[INPUT start]
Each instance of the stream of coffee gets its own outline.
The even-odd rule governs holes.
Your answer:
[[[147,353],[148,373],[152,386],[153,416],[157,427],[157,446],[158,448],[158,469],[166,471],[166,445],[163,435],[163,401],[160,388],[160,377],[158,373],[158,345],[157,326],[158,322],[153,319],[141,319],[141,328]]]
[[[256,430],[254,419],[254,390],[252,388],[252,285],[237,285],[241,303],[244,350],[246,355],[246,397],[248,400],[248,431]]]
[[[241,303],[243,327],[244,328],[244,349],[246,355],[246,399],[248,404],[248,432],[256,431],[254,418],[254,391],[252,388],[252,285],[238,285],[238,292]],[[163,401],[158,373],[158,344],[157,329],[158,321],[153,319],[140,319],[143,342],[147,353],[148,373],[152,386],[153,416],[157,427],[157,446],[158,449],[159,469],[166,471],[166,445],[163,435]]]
[INPUT end]
TASK >>
Express every line of the entries above as a JSON list of strings, one string per line, leaving out any blank lines.

SOLUTION TO THE PROBLEM >>
[
  "Each instance of the stream of coffee gets its own outline.",
  "The even-odd rule governs holes.",
  "Your answer:",
  "[[[147,353],[148,373],[152,386],[153,416],[157,427],[157,446],[158,448],[158,469],[166,471],[166,445],[163,435],[163,401],[160,388],[160,377],[158,373],[158,345],[157,326],[158,322],[153,319],[141,319],[141,328]]]",
  "[[[256,430],[254,419],[254,390],[252,388],[252,285],[237,285],[241,303],[244,350],[246,355],[246,397],[248,400],[248,431]]]",
  "[[[241,303],[243,327],[244,328],[244,349],[246,355],[246,399],[248,404],[248,432],[256,431],[254,418],[254,391],[252,388],[252,285],[238,285],[238,292]],[[163,401],[158,373],[158,344],[157,329],[158,321],[153,319],[140,319],[143,342],[147,353],[148,373],[152,386],[153,416],[157,427],[157,446],[158,449],[159,469],[166,471],[166,445],[163,435]]]"
]